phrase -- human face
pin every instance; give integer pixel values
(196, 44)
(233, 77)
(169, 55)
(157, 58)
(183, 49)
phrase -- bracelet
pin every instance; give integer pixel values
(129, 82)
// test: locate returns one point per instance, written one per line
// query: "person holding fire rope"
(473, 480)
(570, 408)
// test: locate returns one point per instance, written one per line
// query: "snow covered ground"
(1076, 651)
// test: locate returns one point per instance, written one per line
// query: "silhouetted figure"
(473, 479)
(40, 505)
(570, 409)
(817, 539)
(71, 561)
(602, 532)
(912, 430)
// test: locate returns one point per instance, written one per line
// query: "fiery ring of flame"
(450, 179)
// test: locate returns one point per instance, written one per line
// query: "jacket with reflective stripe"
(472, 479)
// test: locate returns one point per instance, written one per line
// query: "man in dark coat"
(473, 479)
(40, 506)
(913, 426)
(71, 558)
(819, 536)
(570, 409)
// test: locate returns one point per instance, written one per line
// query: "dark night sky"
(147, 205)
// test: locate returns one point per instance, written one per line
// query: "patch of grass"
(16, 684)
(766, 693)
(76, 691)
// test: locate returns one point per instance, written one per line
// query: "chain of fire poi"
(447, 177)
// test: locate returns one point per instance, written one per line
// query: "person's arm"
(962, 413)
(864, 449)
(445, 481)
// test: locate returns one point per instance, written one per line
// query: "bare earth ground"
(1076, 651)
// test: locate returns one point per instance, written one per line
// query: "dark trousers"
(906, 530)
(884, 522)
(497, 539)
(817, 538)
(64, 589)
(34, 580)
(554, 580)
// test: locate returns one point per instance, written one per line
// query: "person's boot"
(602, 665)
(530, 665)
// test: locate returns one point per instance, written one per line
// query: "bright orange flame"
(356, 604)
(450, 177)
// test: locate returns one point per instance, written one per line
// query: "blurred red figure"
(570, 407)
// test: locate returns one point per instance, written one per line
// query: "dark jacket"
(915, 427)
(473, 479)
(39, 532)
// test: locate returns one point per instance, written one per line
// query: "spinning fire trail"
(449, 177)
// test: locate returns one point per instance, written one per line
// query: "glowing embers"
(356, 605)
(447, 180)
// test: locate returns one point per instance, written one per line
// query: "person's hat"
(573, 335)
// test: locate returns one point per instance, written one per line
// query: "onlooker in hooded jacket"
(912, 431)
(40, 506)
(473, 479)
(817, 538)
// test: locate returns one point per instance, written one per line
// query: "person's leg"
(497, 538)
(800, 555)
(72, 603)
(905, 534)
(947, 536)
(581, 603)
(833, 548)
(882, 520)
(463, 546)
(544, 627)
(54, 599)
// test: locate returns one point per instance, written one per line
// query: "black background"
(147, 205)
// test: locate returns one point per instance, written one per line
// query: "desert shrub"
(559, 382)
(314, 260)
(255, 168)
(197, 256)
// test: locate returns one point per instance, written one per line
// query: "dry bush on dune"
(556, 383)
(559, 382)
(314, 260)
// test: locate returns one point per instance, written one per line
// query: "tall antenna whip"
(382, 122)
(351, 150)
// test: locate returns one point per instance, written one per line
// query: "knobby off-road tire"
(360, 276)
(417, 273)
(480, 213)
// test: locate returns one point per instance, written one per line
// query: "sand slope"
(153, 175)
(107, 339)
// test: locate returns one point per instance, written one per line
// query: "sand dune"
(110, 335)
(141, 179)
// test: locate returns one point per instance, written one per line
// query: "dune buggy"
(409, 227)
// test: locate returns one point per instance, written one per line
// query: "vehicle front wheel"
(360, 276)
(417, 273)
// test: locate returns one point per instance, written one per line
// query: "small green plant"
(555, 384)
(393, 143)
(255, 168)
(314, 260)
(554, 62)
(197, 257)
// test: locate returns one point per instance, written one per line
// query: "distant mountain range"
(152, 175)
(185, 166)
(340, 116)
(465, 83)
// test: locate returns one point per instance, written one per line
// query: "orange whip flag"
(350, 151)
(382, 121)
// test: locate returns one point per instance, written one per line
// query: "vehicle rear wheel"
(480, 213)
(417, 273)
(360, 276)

________________________________________

### [EXERCISE DETAILS]
An exact retyping of the full listing is required.

### [WRITTEN ANSWER]
phrase -- human face
pin every instance; give integer pixel values
(196, 44)
(233, 77)
(169, 55)
(157, 58)
(183, 49)
phrase -- bracelet
pin every instance; give integer pixel values
(129, 82)
// test: locate returns one point per instance, written one per line
// query: "person holding fire rope"
(473, 480)
(570, 408)
// test: locate returns one point per instance, written one per line
// query: "snow covered ground"
(1076, 651)
// test: locate returns one point per instance, written one per line
// query: "silhouetted figure"
(473, 479)
(40, 505)
(570, 409)
(817, 539)
(71, 561)
(602, 532)
(912, 430)
// test: locate returns one point per instance, written one per line
// query: "fiery ring of flame"
(450, 179)
// test: locate returns one point per instance, written one per line
// query: "jacket with reflective stripe"
(472, 479)
// test: locate returns one point per instance, written one per line
// query: "man in dark coat"
(473, 479)
(40, 506)
(913, 426)
(71, 558)
(819, 536)
(570, 409)
// test: locate returns one point per instance, written one per line
// query: "dark night sky"
(147, 205)
// test: locate returns one point per instance, written one per line
// query: "patch of grass"
(16, 684)
(766, 693)
(76, 691)
// test: locate returns one point per instance, written one per line
// query: "chain of fire poi"
(447, 177)
// test: locate returns one point per instance, written one per line
// query: "person's arm"
(962, 413)
(864, 449)
(445, 481)
// test: locate returns one point per instance, written one per line
// query: "bare earth ground"
(1076, 651)
// test: locate returns one point per instance, written one per line
// query: "dark trousers"
(906, 530)
(884, 522)
(497, 539)
(817, 538)
(64, 589)
(34, 580)
(554, 580)
// test: locate returns one point per instance, written one per line
// query: "person's boot"
(602, 665)
(530, 665)
// test: locate returns one point per instance, written one per line
// query: "bright orange flame"
(356, 604)
(450, 177)
// test: locate returns one point per instance, written one per line
// query: "blurred red figure"
(570, 407)
// test: locate returns one point per instance, written one per line
// query: "dark jacket"
(915, 427)
(473, 479)
(39, 532)
// test: locate returns one point per instance, written one per line
// query: "spinning fire trail"
(449, 177)
// test: locate returns one point per instance, written one per line
// query: "glowing embers"
(356, 605)
(447, 180)
// test: locate returns one point per instance, written one per line
// query: "person's hat"
(573, 335)
// test: locate returns one point per instance, written one per line
// query: "onlooker in hooded jacket"
(912, 431)
(40, 506)
(473, 479)
(817, 538)
// test: locate returns one point per instance, written one per line
// query: "person's leg"
(497, 538)
(800, 555)
(72, 603)
(905, 534)
(947, 536)
(581, 603)
(833, 548)
(882, 520)
(463, 546)
(544, 627)
(54, 599)
// test: locate returns one point per instance, written one per line
// query: "black background"
(147, 205)
// test: locate returns one point per instance, written one per line
// query: "desert shrub"
(559, 382)
(314, 260)
(255, 168)
(197, 256)
// test: locate returns one point per instance, written one per line
// query: "dry bush on dune"
(556, 383)
(559, 382)
(314, 260)
// test: locate returns one point per instance, written one per line
// query: "tall antenna whip"
(382, 122)
(351, 150)
// test: locate returns one point per instance, written one per line
// query: "knobby off-road tire"
(360, 276)
(417, 273)
(480, 213)
// test: locate returns one point per instance, written one per line
// query: "sand slope"
(153, 175)
(107, 339)
// test: locate returns one point per instance, written one per line
// query: "sand dune"
(110, 335)
(141, 179)
// test: locate returns one point per instance, written one per line
// query: "dune buggy"
(409, 227)
// test: locate returns one point per instance, written one per line
// query: "vehicle front wheel"
(360, 276)
(417, 273)
// test: locate returns one point per instance, written one per line
// query: "small green plant"
(555, 384)
(393, 143)
(255, 168)
(314, 260)
(554, 62)
(197, 257)
// test: locate returns one point per instance, written one per line
// query: "distant mountain range"
(152, 175)
(185, 166)
(340, 116)
(465, 83)
// test: locate returns one point per instance, written one per line
// query: "orange whip flag"
(350, 151)
(382, 121)
// test: locate returns one point per instance, written one per line
// query: "vehicle rear wheel"
(480, 213)
(417, 273)
(360, 276)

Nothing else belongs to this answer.